INFORMATION PROVIDED Block Start

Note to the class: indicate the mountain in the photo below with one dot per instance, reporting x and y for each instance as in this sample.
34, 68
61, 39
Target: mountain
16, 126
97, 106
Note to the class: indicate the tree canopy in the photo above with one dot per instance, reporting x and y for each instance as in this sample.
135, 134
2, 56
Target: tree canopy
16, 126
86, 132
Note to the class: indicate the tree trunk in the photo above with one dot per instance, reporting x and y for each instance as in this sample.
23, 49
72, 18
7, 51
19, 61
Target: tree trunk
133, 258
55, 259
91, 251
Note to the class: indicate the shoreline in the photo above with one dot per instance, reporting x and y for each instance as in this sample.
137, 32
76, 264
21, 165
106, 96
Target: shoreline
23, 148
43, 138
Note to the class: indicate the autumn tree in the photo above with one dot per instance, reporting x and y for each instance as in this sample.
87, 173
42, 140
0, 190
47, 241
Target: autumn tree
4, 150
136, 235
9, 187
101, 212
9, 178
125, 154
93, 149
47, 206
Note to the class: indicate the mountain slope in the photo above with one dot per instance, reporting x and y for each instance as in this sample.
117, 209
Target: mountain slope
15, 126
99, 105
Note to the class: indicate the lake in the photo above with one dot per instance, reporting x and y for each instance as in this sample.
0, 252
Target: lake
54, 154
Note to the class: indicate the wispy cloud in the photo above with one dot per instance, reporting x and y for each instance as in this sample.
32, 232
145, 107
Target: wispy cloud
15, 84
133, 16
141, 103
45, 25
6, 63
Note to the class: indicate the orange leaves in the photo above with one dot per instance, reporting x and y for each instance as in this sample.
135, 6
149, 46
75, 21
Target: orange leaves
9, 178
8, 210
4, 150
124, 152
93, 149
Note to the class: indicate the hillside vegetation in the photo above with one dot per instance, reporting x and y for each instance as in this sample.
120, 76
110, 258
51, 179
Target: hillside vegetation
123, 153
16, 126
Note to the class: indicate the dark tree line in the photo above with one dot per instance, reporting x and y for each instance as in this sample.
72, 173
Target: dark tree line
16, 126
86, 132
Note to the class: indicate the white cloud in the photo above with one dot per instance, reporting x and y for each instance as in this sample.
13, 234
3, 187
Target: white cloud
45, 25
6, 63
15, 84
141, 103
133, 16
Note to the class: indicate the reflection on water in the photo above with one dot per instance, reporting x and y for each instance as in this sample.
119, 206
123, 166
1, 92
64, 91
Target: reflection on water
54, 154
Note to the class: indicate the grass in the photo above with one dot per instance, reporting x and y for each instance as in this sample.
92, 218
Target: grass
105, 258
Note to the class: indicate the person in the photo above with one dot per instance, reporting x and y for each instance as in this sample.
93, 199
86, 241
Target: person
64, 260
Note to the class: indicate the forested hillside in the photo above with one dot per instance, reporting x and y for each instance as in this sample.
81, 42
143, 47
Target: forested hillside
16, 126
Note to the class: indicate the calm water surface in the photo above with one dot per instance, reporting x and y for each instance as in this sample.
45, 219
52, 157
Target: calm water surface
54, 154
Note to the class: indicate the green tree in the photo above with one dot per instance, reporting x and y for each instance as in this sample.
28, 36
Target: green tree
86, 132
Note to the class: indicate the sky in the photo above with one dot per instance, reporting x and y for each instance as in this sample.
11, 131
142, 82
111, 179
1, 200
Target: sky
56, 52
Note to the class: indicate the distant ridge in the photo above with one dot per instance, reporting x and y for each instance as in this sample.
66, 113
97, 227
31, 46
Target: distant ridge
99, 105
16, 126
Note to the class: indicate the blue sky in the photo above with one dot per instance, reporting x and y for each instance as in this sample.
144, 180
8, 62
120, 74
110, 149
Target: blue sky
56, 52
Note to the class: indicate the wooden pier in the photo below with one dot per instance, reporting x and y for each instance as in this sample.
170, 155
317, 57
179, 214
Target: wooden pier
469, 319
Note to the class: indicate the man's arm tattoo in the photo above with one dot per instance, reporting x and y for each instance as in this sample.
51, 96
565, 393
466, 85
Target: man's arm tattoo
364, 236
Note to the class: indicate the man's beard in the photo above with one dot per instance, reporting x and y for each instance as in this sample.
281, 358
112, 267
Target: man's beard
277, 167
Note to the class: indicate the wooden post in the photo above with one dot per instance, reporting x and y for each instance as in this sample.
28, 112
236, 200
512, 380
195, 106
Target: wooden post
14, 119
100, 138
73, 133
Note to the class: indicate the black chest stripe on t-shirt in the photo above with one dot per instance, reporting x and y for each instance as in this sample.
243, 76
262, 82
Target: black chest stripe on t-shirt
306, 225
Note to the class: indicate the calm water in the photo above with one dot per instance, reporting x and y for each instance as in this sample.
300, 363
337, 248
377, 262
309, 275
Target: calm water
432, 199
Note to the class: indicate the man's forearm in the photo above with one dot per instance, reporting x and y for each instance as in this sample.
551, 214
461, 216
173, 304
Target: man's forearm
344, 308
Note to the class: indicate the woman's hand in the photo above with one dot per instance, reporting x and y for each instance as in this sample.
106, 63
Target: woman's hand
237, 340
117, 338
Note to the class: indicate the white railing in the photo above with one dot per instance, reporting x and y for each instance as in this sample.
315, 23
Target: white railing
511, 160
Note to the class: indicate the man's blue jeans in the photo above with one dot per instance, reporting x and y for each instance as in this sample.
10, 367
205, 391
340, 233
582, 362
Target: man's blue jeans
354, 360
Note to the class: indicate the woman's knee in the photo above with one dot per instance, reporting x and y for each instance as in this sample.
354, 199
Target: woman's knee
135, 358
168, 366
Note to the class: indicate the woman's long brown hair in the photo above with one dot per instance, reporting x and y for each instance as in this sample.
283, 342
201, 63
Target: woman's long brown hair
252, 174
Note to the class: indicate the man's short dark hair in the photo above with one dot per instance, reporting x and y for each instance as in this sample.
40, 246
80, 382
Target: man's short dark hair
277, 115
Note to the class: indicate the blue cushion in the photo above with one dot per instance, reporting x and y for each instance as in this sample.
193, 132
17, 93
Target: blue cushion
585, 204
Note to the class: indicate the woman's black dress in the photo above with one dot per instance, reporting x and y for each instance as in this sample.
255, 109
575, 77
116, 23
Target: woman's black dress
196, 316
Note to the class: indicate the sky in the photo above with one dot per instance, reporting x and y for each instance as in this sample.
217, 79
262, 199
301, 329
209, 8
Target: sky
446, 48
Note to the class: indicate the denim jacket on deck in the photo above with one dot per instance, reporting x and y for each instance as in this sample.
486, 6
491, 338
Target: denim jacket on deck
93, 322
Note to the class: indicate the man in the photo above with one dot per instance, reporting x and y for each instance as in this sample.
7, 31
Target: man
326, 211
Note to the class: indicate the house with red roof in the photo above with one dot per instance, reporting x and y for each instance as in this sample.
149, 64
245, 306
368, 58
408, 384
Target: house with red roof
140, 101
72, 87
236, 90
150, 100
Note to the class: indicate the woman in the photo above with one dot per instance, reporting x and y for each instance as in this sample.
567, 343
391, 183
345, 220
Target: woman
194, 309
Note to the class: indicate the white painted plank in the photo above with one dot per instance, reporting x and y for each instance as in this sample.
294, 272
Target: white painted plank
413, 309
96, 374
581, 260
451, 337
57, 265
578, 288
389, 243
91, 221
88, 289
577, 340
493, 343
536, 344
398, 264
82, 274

INFORMATION PROVIDED Block End

ASSIGNED TASK
Please return all lines from the records that hold the word "below".

EXERCISE SOLUTION
Note to the class: indicate the mountain in the photo below with one dot per instance, reporting x and y for each instance as in this sample.
Note to the class: indicate the wooden pier in the photo below with one dot per instance, reporting x and y for each instance as in this sample.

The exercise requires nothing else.